* QUOTED TEXT *
================

Data security 101: Remediating sensitive data
With the right policies, strategies, and tools, your data remediation program can keep your sensitive data compliant, secure, and useful.
What is Data Remediation?
Data is the modern organization’s most valuable asset. However, this is often only true if the data is correct and protected against unauthorized access. If customer information, intellectual property, or other sensitive data is leaked, an organization may lose its competitive advantage and incur legal and regulatory penalties.
Data remediation is the process of ensuring that the data in a company’s possession meets its needs. This includes correcting errors and omissions in the data and ensuring it is properly protected against unauthorized access or potential breach.
A data remediation policy should include plans for both ensuring the completeness and correctness of data and its security. This blog focuses on the security side of data remediation, including classifying data and ensuring that it is protected in accordance with the requirements for its classification type.
When do you need a data remediation strategy and policy?
In theory, every organization should have a data remediation policy because every company has data that should be properly managed and protected. However, certain events may make it even more important to create or update a data remediation policy, including:
- Compliance and regulatory changes: Most companies are subject to at least one law or regulation that mandates the protection of sensitive customer data. Companies may also voluntarily seek compliance with various standards, such as ISO 27001 or SOC2, that have security requirements. Suppose a new regulation implements data security requirements, data retention or deletion rules, or grants data subjects the right to correct or modify their data. In that case, it implicitly requires a company to have a data remediation policy to manage compliance with these requirements. In addition, if new laws are introduced, certification requirements change, or existing regulations are updated, then the corporate data remediation policy should be updated to ensure compliance.
- Business changes: If an organization’s operations change significantly—such as opening a new business line or acquiring a company—then this may have an impact on the types of data that the company is storing and processing. When this occurs, the data remediation policy may need to be updated to reflect new regulatory responsibilities or the need to manage different types of data.
- Incident response: If an organization suffers a data breach or other incident affecting sensitive data, this may indicate a failure of the corporate data remediation policy. If this occurs, the policy should be reviewed to determine if any additional security controls or safeguards might reduce the probability of future incidents.
Who should be involved?
A data remediation strategy should include input from all relevant stakeholders. This consists of the data owner, anyone who uses it (application developers, data scientists, etc.), and those responsible for securing it. A data remediation team should also include representatives from the legal department—due to its legal and regulatory compliance implications—and from management since policies have impacts across the entire organization.
How to prepare for the discussion?
A data remediation policy aims to ensure that an organization has complete, correct, and secure data. A good starting point for a discussion regarding data remediation is a clear understanding of the data that an organization has in its possession.

================

* DATA SECTION *
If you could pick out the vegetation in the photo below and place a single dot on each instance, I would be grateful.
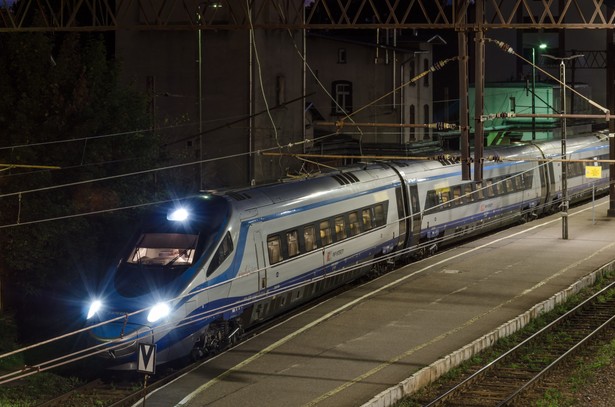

================

* EXERCISE DETAILS *
Write what comes next in the article on data remediation, starting right after its last sentence.

* RESPONSE *
Before implementing a data remediation policy, the team should perform data discovery (our friends at BigID can help with that). Once uncovered, this data can be classified based on various factors, including:
- Sensitivity: Some data that an organization holds is more sensitive than others, either to the company or its customers. For example, a customer’s identifying information, credit card number, and login credentials are all sensitive data that require special protection.
- Regulatory Considerations: Certain types of data are protected under various regulations, which impose requirements on its collection, storage, and use. For example, the GDPR protects EU citizens’ data and has rules for how long data can be retained, how it should be secured against attack, and how data anonymization affects these requirements.
- Impacts of Disclosure: If certain types of data are breached, corrupted, or deleted, they can have a significant impact on an organization’s ability to operate. For example, a trade secret like the Coca-Cola secret recipe would be devastating if it were leaked.
Often, companies will use the government or military classification system to classify various data types. For example, marketing materials may be Unclassified since they are intended for public dissemination. High-level details about R&D projects might be Classified, while more in-depth information may be Secret. Information that could cause significant harm to the organization if disclosed—such as the Coca-Cola secret recipe—would be classified as Top Secret and protected accordingly.
When assigned to applications and data, classifications and impact levels help organizations programmatically enforce these requirements, requiring various actors (i.e., users or systems) to authenticate their identity and ensure they have the proper authorization before permissioning access to the information. For example, developers may set the Classification and Impact Level such that a customer service rep may only have access to the last four digits of a customer’s social security number. Yet, at the same time, their manager can see the whole thing.
Implementing Data Remediation
For data scientists, the process of cleansing data to ensure that it is complete and correct is well-established. However, ensuring that data is properly protected can be more complicated.
An organization may use one of several different approaches to protect its sensitive data against unauthorized disclosure. When choosing between them, it is important to consider both data usability and security. The competitive advantage that an organization’s data provides is destroyed just as much if legitimate users can’t access it as if an attacker can.
Encryption
One of the most widely-known methods of protecting an organization’s sensitive data is via encryption. Modern encryption algorithms are designed to scramble data in a way that can only be reversed with the correct decryption key. Encryption moves the onus of data security from the data to the key since encrypted data is useless to an attacker without the decryption key.
The use of encryption to protect data as part of a corporate data remediation process has its advantages, including:
- Strong Data Protection: Used correctly, modern encryption algorithms provide very strong protection to the encrypted data. The exposure of sensitive data without exposure of the corresponding key is not considered a data breach.
- Regulatory Compliance: Encryption algorithms commonly appear in regulations as an option for securing sensitive data. In some cases, the algorithms may recommend or require the use of particular algorithms or configuration settings (key length, etc.).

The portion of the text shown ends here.